SOURCE TEXT:
Files
ngn-agent/.planning/phases/05-hindsight-memory-provider/05-CONTEXT.md

5.8 KiB

Phase 5: Hindsight Memory Provider - Context

Gathered: 2026-06-14 Status: Ready for planning

## Phase Boundary

Enable Hindsight as the cross-session memory provider for ngn-agent. Replace the built-in MEMORY.md/USER.md with Hindsight's entity-aware knowledge graph memory for persistent recall across sessions. Pure configuration change — no code, no new infrastructure, no Docker image changes.

In scope: Hindsight memory provider activation, configuration tuning for latency sensitivity, integration with existing Hermes agent loop

Out of scope: Migration of existing MEMORY.md/USER.md data, custom memory provider implementation, multi-provider setup, session lifecycle features (Phase 7), cron reporting (Phase 8)

## Implementation Decisions

Hindsight Mode

  • D-01: Use local embedded mode — Hermes spins up a local PostgreSQL daemon. No external data send. Use existing OpenRouter API key (OPENROUTER_API_KEY in ~/.hermes/.env) for LLM extraction via HINDSIGHT_LLM_API_KEY.
    • Config: mode: local_embedded in ~/.hermes/hindsight/config.json
    • Env: HINDSIGHT_LLM_API_KEY=sk-or-v1-... (same as existing OpenRouter key)
    • Provider: openrouter with model per-provider default

Memory Integration

  • D-02: Use default (hybrid) mode — auto-inject relevant memories before each turn + expose all 3 hindsight tools (hindsight_retain, hindsight_recall, hindsight_reflect) to the agent
    • Config: memory_mode: hybrid (default)

Migration

  • D-03: No migration from built-in memory. MEMORY.md/USER.md will continue to work as a fallback in parallel — built-in memory writes via memory tool still work alongside hindsight. Hindsight does not sync with built-in memory. This is acceptable — hindsight will build its own knowledge graph from new sessions.

Recall Settings (latency-optimized)

  • D-04: recall_budget: low — fastest retrieval, minimal latency overhead per turn
  • D-05: recall_prefetch_method: recall — raw fact search (no LLM synthesis in the hot path)
  • D-06: auto_recall: true — still auto-inject context before each turn
  • D-07: recall_types: observation — default (observations only, denser per token)

Retain Settings (latency-optimized)

QUESTIONS TO ANSWER:
(a) In the Hindsight memory provider context document, why is recall_prefetch_method set to recall? Answer in one to three sentences.
(b) Continue the Hindsight memory provider context document after its final heading.

EXERCISE DATA:
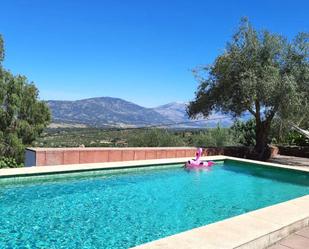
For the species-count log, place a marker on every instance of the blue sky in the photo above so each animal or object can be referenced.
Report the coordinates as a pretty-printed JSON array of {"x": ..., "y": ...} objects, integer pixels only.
[{"x": 142, "y": 51}]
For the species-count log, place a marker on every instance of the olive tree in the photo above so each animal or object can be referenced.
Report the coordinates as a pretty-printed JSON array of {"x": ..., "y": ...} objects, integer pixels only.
[
  {"x": 259, "y": 72},
  {"x": 22, "y": 116}
]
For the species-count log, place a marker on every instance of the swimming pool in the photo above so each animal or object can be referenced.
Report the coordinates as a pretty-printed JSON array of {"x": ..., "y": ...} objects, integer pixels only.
[{"x": 123, "y": 208}]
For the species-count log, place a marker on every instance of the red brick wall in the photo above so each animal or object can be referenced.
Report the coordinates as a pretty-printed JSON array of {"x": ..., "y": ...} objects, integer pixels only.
[{"x": 59, "y": 156}]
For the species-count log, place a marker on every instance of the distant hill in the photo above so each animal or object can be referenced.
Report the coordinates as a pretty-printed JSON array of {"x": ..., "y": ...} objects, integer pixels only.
[
  {"x": 176, "y": 111},
  {"x": 104, "y": 111},
  {"x": 108, "y": 111}
]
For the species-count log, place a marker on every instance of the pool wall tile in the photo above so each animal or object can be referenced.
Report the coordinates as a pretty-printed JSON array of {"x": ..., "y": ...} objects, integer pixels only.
[
  {"x": 54, "y": 157},
  {"x": 114, "y": 155},
  {"x": 161, "y": 154},
  {"x": 151, "y": 154},
  {"x": 127, "y": 155},
  {"x": 40, "y": 158},
  {"x": 139, "y": 155},
  {"x": 71, "y": 157}
]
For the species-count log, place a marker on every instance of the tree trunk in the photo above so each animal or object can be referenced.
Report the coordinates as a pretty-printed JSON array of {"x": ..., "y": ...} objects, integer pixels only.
[{"x": 261, "y": 149}]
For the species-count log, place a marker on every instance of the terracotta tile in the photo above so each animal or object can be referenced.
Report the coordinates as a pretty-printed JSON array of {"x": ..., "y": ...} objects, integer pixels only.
[
  {"x": 161, "y": 154},
  {"x": 139, "y": 155},
  {"x": 151, "y": 154},
  {"x": 190, "y": 153},
  {"x": 278, "y": 246},
  {"x": 40, "y": 158},
  {"x": 296, "y": 242},
  {"x": 93, "y": 156},
  {"x": 114, "y": 155},
  {"x": 54, "y": 157},
  {"x": 304, "y": 232},
  {"x": 127, "y": 155},
  {"x": 70, "y": 157},
  {"x": 180, "y": 153},
  {"x": 170, "y": 154}
]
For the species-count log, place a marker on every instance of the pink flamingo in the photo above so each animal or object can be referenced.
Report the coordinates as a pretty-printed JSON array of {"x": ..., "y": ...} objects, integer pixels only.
[{"x": 197, "y": 163}]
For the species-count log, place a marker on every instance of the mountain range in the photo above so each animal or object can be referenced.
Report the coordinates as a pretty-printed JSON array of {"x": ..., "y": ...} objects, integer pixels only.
[{"x": 116, "y": 112}]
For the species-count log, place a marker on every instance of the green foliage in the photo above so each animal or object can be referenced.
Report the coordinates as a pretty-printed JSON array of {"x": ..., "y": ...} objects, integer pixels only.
[
  {"x": 295, "y": 138},
  {"x": 154, "y": 138},
  {"x": 9, "y": 162},
  {"x": 244, "y": 132},
  {"x": 259, "y": 72},
  {"x": 22, "y": 116},
  {"x": 216, "y": 137}
]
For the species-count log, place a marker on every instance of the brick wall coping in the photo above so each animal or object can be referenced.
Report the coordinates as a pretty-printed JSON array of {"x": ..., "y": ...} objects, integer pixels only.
[{"x": 105, "y": 148}]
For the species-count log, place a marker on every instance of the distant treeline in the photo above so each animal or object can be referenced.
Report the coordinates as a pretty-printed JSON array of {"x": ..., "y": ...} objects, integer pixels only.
[{"x": 239, "y": 134}]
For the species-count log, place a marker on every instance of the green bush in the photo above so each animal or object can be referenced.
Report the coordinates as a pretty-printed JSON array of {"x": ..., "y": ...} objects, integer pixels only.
[
  {"x": 155, "y": 138},
  {"x": 214, "y": 137},
  {"x": 244, "y": 132},
  {"x": 295, "y": 138},
  {"x": 9, "y": 162}
]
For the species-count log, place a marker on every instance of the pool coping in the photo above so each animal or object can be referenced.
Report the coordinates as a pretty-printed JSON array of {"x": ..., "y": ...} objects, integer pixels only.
[{"x": 255, "y": 230}]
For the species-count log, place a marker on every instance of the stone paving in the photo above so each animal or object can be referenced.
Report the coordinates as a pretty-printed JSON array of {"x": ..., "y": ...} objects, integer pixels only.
[{"x": 298, "y": 240}]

RESPONSES IN ORDER:
(a) It is set to recall so that retrieval is a raw fact search, with no LLM synthesis in the hot path. This belongs to the latency-optimized recall settings, which aim to keep the overhead added to each turn low.

(b)
  • D-08: retain_async: true — processing happens in background, never blocks agent loop
  • D-09: retain_every_n_turns: 5 — extract memories every 5 turns instead of every turn, ~80% overhead reduction
  • D-10: auto_retain: true — automatic retention active

the agent's Discretion

  • Bank configuration (bank_id, bank_mission, bank_retain_mission): Use defaults (bank_id: hermes, no missions). Planner can recommend tuning if needed.
  • Daemon startup logs and runtime monitoring: Standard Hermes daemon management applies (~/.hermes/logs/hindsight-embed.log, ~/.hindsight/profiles/).

<canonical_refs>

Canonical References

Downstream agents MUST read these before planning or implementing.

Hindsight Plugin

  • ~/.hermes/hermes-agent/plugins/memory/hindsight/README.md — Full Hindsight configuration reference with all options, environment variables, and modes
  • ~/.hermes/hermes-agent/plugins/memory/hindsight/plugin.yaml — Plugin metadata, pip dependencies (hindsight-client>=0.4.22), hooks

Hermes Memory System

  • ~/.hermes/hermes-agent/plugins/memory/__init__.py §12 — "Only ONE provider can be active at a time" constraint (memory.provider config)
  • ~/.hermes/hermes-agent/agent/memory_manager.py lines 342-354 — Provider conflict logic (second external provider silently rejected)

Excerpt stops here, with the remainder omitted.